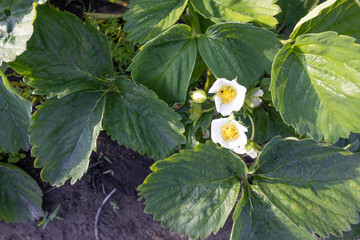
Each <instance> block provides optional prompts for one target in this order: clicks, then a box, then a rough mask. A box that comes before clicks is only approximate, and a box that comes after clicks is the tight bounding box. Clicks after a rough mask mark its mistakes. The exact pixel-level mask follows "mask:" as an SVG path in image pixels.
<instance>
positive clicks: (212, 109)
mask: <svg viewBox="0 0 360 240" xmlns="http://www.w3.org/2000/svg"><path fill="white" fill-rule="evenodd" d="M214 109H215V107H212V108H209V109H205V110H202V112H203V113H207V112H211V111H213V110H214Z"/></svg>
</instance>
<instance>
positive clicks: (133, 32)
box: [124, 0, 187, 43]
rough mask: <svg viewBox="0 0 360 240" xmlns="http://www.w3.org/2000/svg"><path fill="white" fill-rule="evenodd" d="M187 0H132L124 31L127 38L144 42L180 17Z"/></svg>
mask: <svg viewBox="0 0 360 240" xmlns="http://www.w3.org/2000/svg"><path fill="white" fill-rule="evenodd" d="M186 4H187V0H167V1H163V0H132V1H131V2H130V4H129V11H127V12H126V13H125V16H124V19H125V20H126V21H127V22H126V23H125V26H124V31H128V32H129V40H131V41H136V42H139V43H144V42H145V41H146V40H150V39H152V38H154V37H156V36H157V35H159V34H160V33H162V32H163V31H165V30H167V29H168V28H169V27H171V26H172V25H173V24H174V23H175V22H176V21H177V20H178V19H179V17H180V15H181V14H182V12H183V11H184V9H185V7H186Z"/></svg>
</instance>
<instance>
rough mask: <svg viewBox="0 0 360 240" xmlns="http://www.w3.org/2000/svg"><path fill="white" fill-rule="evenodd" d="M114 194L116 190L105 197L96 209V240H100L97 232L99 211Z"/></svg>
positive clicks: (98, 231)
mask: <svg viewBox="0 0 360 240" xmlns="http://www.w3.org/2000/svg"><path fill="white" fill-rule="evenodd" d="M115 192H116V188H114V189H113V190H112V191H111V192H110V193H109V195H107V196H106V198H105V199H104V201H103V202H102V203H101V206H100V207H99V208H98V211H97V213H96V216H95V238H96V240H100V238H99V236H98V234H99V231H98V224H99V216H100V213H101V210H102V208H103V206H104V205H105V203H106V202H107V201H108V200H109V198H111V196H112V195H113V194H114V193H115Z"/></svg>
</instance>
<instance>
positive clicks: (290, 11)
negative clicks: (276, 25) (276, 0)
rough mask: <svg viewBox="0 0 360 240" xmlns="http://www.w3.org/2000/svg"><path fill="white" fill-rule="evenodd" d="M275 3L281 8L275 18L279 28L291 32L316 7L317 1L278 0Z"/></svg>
******
- WHAT THIS TASK INVOLVES -
Reproduce the entries above word for word. Pictures stay out.

- OUTPUT FOR THIS EXERCISE -
Each <instance> block provides optional prompts for one target in this order: clicks, then a box, then a rough mask. A box that comes before clicks is only approximate, and a box that comes after clicks is the tight bounding box. Clicks after a rough mask mark its mistakes. The exact pixel-level mask follows "mask:" as an SVG path in image pixels.
<instance>
positive clicks: (212, 109)
mask: <svg viewBox="0 0 360 240" xmlns="http://www.w3.org/2000/svg"><path fill="white" fill-rule="evenodd" d="M214 109H215V107H212V108H209V109H205V110H202V112H203V113H207V112H211V111H213V110H214Z"/></svg>
</instance>
<instance>
positive clicks: (133, 32)
box: [124, 0, 187, 43]
rough mask: <svg viewBox="0 0 360 240" xmlns="http://www.w3.org/2000/svg"><path fill="white" fill-rule="evenodd" d="M187 0H132L124 31L127 38L144 42L180 17Z"/></svg>
mask: <svg viewBox="0 0 360 240" xmlns="http://www.w3.org/2000/svg"><path fill="white" fill-rule="evenodd" d="M186 4H187V0H167V1H163V0H132V1H131V2H130V4H129V11H127V12H126V13H125V16H124V19H125V20H126V21H127V22H126V23H125V26H124V31H128V32H129V40H131V41H136V42H139V43H144V42H145V41H146V40H150V39H152V38H154V37H156V36H157V35H159V34H160V33H162V32H163V31H165V30H167V29H168V28H169V27H171V26H172V25H173V24H174V23H175V22H176V21H177V20H178V19H179V17H180V15H181V14H182V12H183V11H184V9H185V7H186Z"/></svg>
</instance>
<instance>
rough mask: <svg viewBox="0 0 360 240" xmlns="http://www.w3.org/2000/svg"><path fill="white" fill-rule="evenodd" d="M114 194L116 190L105 197L96 209V240H100L97 232L99 211Z"/></svg>
positive clicks: (98, 231)
mask: <svg viewBox="0 0 360 240" xmlns="http://www.w3.org/2000/svg"><path fill="white" fill-rule="evenodd" d="M115 192H116V188H114V189H113V190H112V191H111V192H110V193H109V195H107V196H106V198H105V199H104V201H103V202H102V203H101V206H100V207H99V208H98V211H97V213H96V216H95V238H96V240H100V238H99V236H98V234H99V231H98V224H99V216H100V213H101V210H102V208H103V206H104V205H105V203H106V202H107V201H108V200H109V198H111V196H112V195H113V194H114V193H115Z"/></svg>
</instance>
<instance>
positive clicks: (290, 11)
negative clicks: (276, 25) (276, 0)
rough mask: <svg viewBox="0 0 360 240" xmlns="http://www.w3.org/2000/svg"><path fill="white" fill-rule="evenodd" d="M275 3L281 8L275 18L279 28L291 32L316 7L317 1L278 0Z"/></svg>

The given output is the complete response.